Task to complete: Pull out every line below that contains the string "white" and copy each one unchanged. Matching is case-sensitive.

Exercise material:
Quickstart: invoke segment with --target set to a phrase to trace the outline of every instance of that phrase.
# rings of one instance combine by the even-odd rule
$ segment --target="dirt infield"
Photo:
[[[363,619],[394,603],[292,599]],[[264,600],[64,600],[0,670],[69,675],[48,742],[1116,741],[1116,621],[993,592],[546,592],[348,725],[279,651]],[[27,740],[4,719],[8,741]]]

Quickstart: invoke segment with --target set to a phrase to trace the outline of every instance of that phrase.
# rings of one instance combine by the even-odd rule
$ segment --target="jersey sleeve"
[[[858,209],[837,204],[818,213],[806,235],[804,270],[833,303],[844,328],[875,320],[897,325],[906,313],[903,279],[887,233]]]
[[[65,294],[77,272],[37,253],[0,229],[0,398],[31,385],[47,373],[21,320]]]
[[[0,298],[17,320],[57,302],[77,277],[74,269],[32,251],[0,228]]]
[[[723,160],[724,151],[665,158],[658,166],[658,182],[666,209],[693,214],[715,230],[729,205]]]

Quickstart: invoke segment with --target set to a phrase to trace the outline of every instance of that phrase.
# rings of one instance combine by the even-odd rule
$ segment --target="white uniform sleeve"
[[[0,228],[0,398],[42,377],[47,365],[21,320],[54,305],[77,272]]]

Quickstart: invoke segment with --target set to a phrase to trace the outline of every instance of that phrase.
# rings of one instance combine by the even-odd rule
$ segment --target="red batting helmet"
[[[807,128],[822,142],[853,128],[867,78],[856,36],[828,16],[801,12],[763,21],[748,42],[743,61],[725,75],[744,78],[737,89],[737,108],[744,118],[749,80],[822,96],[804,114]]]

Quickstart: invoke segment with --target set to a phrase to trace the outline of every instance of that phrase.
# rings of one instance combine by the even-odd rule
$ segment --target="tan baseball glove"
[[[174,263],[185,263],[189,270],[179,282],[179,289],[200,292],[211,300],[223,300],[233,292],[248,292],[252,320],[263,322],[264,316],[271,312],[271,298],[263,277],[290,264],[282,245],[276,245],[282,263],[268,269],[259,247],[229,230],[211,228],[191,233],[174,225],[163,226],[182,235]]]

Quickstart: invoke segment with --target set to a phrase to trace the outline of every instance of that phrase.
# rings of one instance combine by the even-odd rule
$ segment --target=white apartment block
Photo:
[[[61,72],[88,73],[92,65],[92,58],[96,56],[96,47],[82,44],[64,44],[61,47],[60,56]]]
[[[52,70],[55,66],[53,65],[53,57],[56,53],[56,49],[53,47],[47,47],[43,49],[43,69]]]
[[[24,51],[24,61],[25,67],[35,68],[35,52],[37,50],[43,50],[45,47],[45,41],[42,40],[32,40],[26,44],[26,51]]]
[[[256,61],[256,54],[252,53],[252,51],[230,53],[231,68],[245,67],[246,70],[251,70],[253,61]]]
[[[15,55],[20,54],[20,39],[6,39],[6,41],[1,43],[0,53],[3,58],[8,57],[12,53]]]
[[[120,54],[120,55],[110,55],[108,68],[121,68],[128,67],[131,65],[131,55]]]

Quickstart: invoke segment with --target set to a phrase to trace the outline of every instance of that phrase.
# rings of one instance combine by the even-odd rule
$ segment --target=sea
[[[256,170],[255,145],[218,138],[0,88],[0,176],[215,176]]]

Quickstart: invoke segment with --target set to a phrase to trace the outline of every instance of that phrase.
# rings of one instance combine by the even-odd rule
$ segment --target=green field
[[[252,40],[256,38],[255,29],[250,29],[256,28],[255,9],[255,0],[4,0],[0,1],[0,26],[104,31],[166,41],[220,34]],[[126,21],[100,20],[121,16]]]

Output for this exercise:
$ segment --target="white uniform sleeve"
$ segment --target=white apartment block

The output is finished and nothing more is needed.